__Article__:
■ ■ ■

There, Zidoni revealed a plot twist so goofy it's hard to believe I'm writing it: to protect Jemil, Zidoni "placed him inside the egg of the giant Oolau bird." He instructed me to find the Oolau's nest, use the Orb of Light to scare the bird out of the nest (like our swords couldn't have done that), and have Rebnard whisper "Jemil" to free him from the egg.
          
"The Eldens stared stonily at us for a few seconds, but then their facade broke. 'We almost had you!' they shrieked, amidst howls of laughter. 'Trapped in an egg! You should have seen the look on your faces!'"
         
Of course, Zidoni had nothing to say about where the Oolau nest could actually be found. Fortunately, I remembered researching the topic at the Telermain library early in the game, probably at the behest of some NPC, consulted my notes, and learned that the bird nests in the Gull Islands off the northwest of Gurtex. Another teleportal trip brought us close enough that I could cast "Teleport" to get us to the island.

There, we found the nest and did as Zidoni instructed, shooing the giant bird and freeing Jemil from its egg. Afterwards, Jemil expressed an intense desire to hold the Orb of Light. With no other options, I gave it to him. The game's writers hadn't been batting 1,000 in these final hours, but in this last section, it's like they completely forgot how to write. Here's a transcript.
       
I have a bad feeling about this.
     
Suddenly the demon Zakhad appears! "Just as I planned," the demon snarls. "The King, the Prince, and the despised Gia, all in my power! Prepare for your doom!"

■ ■ ■

__Dataset excerpt__:
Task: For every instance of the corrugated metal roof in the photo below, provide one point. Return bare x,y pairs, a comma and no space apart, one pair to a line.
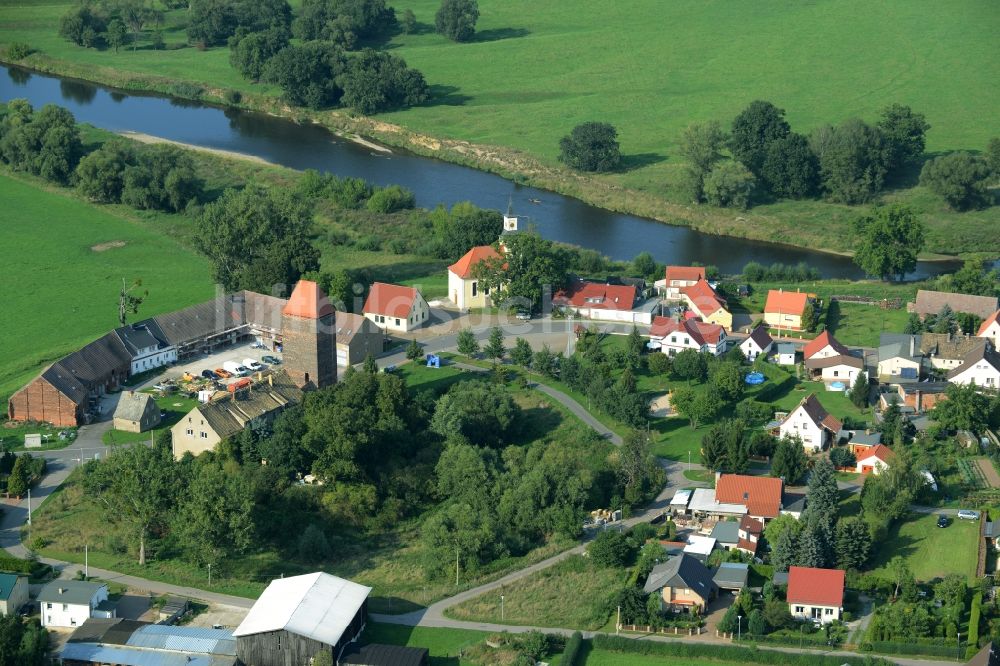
184,639
317,606
130,656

■ ■ ■

__Request 1__: Render this sentence from the playthrough account in German: "There, we found the nest and did as Zidoni instructed, shooing the giant bird and freeing Jemil from its egg."
__Request 2__: Proceed with the playthrough account, writing what comes next after the demon Zakhad's threat.
The lines can be skipped; nothing here depends on them.

__Exercise output 1__: Dort fanden wir das Nest und taten, wie Zidoni uns angewiesen hatte, indem wir den riesigen Vogel verscheuchten und Jemil aus seinem Ei befreiten.

__Exercise output 2__:
Eflun says: "A trap! We should have known that the demon was not truly dead! But we have the Orb of Light to protect us!"

Prince Jemil raises the Orb. Its glow focuses into a beam of purest light. Jemil aims the beam at Zakhad and says: "Go far, far away!"
      
"The prince's lack of precision sent Zakhad back to Deruvia, where he now rampages unchecked" would have been a good setup for The Magic Candle III.
      
The demon shrieks and slowly fades away. "This time for good," says Eflun. "Zakhad cannot be killed, but he can be banished. His Highness did very well!"

"Better than you may think, Eflun," says the Elden Zidoni, appearing from nowhere. "It will be many ages before the demon can even approach the world of mortals again. Zakhad's pall of Darkness has departed from Gurtex completely," Zidoni continues. "One happy effect is that your human Queen can see once again."

"Was Momma blind?" cries prince Jemil. "Oh, how sad! We must go home to her at once!" 

"As you wish, young Prince," says Zidoni. The elden begins to whisper, and the party is magically transported!"
    
What kind of mama's boy spells it "Momma"?
        
So let's unpack this a bit. Prince Jemil managed to fulfill the Prophecy--which, by the way, is the laziest storytelling trope imaginable--in only the most technical of senses, was completely inept at it ("go far, far away!"), and still somehow managed to banish the demon to another dimension. Eflun knew that Zakhad couldn't be defeated in combat but didn't bother to tell the party when it actually mattered. Meanwhile, it was somehow Zakhad's "plan" or "trap" to get us together at the bird's nest, except that in order for that to be true, he would have had to be working with Zidoni, which he clearly wasn't, and in any event his "plan" didn't count on us having the Orb of Light, although if we hadn't had it, we wouldn't have have all been together in the first place. The queen is magically healed of her blindness despite the paragraph making it clear that the blindness is physical (i.e., her eyes were ripped out). Oh, and Zidoni is capable of transporting us all immediately across vast distances but doesn't offer this power when lives are on the line.
      
For 95% of the game, I barely thought about Prince Jemil. Now, I hate him.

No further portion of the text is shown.